== EXERCISE REQUIREMENTS ==
Could you write the entries out again, exactly as they are?

Saved data entries
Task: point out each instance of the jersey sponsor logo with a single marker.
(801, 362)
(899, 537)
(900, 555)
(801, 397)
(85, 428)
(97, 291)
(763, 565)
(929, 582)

== WRITTEN SOLUTION ==
Task: point out each instance of the jersey sponsor logo with a single marker.
(801, 362)
(899, 537)
(900, 555)
(801, 397)
(85, 428)
(97, 291)
(763, 565)
(929, 582)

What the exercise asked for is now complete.